> **Exercise materials**

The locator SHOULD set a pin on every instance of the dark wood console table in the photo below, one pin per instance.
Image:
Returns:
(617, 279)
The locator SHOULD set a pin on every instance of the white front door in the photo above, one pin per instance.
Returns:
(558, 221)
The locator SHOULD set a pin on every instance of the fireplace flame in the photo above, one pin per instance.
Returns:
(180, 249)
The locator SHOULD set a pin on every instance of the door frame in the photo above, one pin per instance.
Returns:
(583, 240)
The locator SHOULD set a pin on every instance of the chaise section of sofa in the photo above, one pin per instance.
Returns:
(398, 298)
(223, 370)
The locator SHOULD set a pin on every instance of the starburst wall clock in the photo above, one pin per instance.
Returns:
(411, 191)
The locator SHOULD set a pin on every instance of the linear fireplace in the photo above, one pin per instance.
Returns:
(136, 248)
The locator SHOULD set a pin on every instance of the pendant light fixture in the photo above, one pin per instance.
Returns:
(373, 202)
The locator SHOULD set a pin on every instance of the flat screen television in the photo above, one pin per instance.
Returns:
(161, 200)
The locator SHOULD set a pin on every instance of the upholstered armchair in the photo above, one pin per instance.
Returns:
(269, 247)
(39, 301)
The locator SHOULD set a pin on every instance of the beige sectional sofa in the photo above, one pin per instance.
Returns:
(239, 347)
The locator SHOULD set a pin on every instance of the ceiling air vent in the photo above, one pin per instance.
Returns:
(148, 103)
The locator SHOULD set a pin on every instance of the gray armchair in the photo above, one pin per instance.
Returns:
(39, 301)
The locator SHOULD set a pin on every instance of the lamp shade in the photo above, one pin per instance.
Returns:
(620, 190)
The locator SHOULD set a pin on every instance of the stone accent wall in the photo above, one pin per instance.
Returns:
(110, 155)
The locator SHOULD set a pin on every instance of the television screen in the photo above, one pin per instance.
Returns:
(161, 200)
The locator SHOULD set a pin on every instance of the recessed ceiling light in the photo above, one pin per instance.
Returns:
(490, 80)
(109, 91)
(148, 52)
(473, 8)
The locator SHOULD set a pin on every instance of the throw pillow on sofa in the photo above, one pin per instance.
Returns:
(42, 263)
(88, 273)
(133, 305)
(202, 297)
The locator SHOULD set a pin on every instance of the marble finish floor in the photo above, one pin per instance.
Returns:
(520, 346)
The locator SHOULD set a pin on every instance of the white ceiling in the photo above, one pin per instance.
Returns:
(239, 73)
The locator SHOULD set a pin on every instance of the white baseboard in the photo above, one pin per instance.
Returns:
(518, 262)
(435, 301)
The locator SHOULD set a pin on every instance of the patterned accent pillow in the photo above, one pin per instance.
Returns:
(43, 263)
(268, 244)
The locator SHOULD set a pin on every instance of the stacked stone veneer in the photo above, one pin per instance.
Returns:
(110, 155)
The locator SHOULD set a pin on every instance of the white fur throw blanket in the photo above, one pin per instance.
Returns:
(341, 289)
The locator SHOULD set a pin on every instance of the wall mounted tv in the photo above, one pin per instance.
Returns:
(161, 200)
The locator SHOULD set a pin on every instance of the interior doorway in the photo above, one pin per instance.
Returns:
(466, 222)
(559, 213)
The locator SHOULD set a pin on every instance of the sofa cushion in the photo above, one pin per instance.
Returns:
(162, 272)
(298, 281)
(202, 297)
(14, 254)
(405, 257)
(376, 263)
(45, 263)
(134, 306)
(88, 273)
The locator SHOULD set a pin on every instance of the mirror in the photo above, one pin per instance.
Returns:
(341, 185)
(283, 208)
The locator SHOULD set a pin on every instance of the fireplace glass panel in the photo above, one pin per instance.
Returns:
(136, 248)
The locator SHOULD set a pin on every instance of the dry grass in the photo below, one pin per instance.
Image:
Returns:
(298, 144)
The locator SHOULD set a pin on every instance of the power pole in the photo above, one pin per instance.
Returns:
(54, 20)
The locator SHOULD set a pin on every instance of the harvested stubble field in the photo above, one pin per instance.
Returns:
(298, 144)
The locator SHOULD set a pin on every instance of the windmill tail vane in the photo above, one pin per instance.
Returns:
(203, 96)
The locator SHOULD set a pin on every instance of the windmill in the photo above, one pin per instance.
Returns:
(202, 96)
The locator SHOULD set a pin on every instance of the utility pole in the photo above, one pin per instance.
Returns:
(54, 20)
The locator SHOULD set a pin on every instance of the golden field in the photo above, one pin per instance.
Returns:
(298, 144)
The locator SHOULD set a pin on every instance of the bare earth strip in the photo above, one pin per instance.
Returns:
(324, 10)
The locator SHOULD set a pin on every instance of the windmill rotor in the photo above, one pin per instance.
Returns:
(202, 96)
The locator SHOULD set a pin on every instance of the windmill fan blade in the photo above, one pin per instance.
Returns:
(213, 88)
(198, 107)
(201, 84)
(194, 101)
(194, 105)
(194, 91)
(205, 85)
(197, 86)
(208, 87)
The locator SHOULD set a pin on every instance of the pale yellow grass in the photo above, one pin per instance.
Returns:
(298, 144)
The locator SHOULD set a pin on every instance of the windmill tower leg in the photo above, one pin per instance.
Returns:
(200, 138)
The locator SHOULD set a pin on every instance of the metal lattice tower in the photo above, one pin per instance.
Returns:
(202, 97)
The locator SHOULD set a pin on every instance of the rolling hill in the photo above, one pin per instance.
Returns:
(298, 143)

> **Exercise goal**
Rewrite all of the data above, substituting "place a marker" for each occurrence of "set a pin" and leaving everything else unchanged.

> **Response**
The locator SHOULD place a marker on every instance of the dark wood console table in the photo below, one pin per instance.
Image:
Returns:
(617, 279)
The locator SHOULD place a marker on every instance of the white front door in the photo above, one pin per instance.
Returns:
(558, 221)
The locator SHOULD place a marker on every instance of the fireplace flame in the photo above, one pin per instance.
Returns:
(180, 249)
The locator SHOULD place a marker on every instance of the door frame in the photo above, one pin per instance.
Returns:
(583, 240)
The locator SHOULD place a marker on every instance of the chaise section of sofa in the photo above, one pin per instance.
Returns:
(398, 298)
(223, 370)
The locator SHOULD place a marker on every instance of the starburst wall clock in the photo above, one pin per instance.
Returns:
(411, 191)
The locator SHOULD place a marker on every instance of the linear fireplace in the photo above, one pin per instance.
Returns:
(136, 248)
The locator SHOULD place a marker on every instance of the pendant light fixture in the photo above, one pin per instance.
Returns:
(373, 202)
The locator SHOULD place a marker on every instance of the flat screen television in the photo above, one pin per instance.
Returns:
(161, 200)
The locator SHOULD place a marker on every instance of the upholstered armchair in the photo above, one pin per instance.
Returns:
(269, 247)
(39, 301)
The locator SHOULD place a marker on every instance of the beige sectional sofa in the photo above, one pin per instance.
Returns:
(239, 347)
The locator SHOULD place a marker on every instance of the ceiling air vent in the photo above, one pin per instance.
Returns:
(148, 103)
The locator SHOULD place a marker on every instance of the gray armchair in the photo above, one pin per instance.
Returns:
(39, 301)
The locator SHOULD place a marker on every instance of the lamp shade in the photo above, one pin per instance.
Returns:
(620, 190)
The locator SHOULD place a marker on every instance of the stone accent wall in the photo above, one pin per instance.
Returns:
(110, 155)
The locator SHOULD place a marker on every instance of the television screen in the photo above, one pin per instance.
Returns:
(161, 200)
The locator SHOULD place a marker on every instance of the recessed ceiling light in the photo above, one pin per instance.
Returns:
(490, 80)
(109, 91)
(148, 52)
(473, 8)
The locator SHOULD place a marker on every instance of the throw pillow on sofa in the photo above, one pin per instance.
Returns:
(42, 263)
(88, 273)
(133, 305)
(202, 297)
The locator SHOULD place a marker on every instance of the marble finish floor in the photo above, one pin per instance.
Returns:
(520, 346)
The locator SHOULD place a marker on every instance of the white ceiling in the photo above, one pin per instance.
Returns:
(239, 73)
The locator SHOULD place a marker on every instance of the white baseboard in the photo above, one pin per instance.
Returns:
(518, 262)
(435, 301)
The locator SHOULD place a marker on every instance of the patterned accent pillow in the photo above, one pin per instance.
Returns:
(43, 263)
(268, 244)
The locator SHOULD place a marker on every instance of the stacked stone veneer in the photo above, one pin per instance.
Returns:
(110, 155)
The locator SHOULD place a marker on every instance of the white fur throw blanket in the photo above, one pin per instance.
Returns:
(341, 289)
The locator SHOULD place a marker on every instance of the wall mounted tv in the photo above, one pin per instance.
Returns:
(161, 200)
The locator SHOULD place a marker on every instance of the interior doorway in the photo above, one pin per instance.
Returns:
(466, 222)
(559, 213)
The locator SHOULD place a marker on every instance of the sofa cushion in the photo above, one pin per instance.
Returns:
(162, 272)
(298, 281)
(202, 297)
(14, 254)
(405, 257)
(376, 263)
(45, 263)
(134, 306)
(88, 273)
The locator SHOULD place a marker on every instance of the mirror in the photo above, one pin per instance.
Returns:
(341, 185)
(283, 208)
The locator SHOULD place a marker on every instance of the fireplace glass panel in the photo above, one pin per instance.
Returns:
(136, 248)
The locator SHOULD place a marker on every instance of the dry grass in the photo below, one pin per instance.
Image:
Returns:
(298, 144)
The locator SHOULD place a marker on every instance of the power pole in the photo above, one pin per instance.
Returns:
(54, 20)
The locator SHOULD place a marker on every instance of the harvested stubble field in the photo above, one pin per instance.
Returns:
(298, 144)
The locator SHOULD place a marker on every instance of the windmill tail vane in the photo above, one pin per instance.
Returns:
(203, 96)
The locator SHOULD place a marker on every instance of the windmill in the photo above, one pin per instance.
Returns:
(202, 96)
The locator SHOULD place a marker on every instance of the utility pole in the photo above, one pin per instance.
Returns:
(54, 20)
The locator SHOULD place a marker on every instance of the golden field in the photo above, one pin per instance.
Returns:
(298, 144)
The locator SHOULD place a marker on every instance of the bare earth strip in the photo above, one pin per instance.
Returns:
(324, 10)
The locator SHOULD place a marker on every instance of the windmill rotor in the photo above, one pin per instance.
Returns:
(202, 96)
The locator SHOULD place a marker on every instance of the windmill fan blade in the photo above, one pin per instance.
Returns:
(213, 88)
(198, 107)
(201, 84)
(194, 101)
(194, 105)
(194, 91)
(205, 85)
(197, 86)
(208, 87)
The locator SHOULD place a marker on every instance of the pale yellow grass in the photo above, one pin per instance.
Returns:
(298, 144)
The locator SHOULD place a marker on every instance of the windmill tower leg in the photo above, one pin per instance.
Returns:
(200, 138)
The locator SHOULD place a marker on every instance of the metal lattice tower in the photo above, one pin per instance.
Returns:
(202, 97)
The locator SHOULD place a marker on every instance of the rolling hill in the photo above, one pin per instance.
Returns:
(298, 143)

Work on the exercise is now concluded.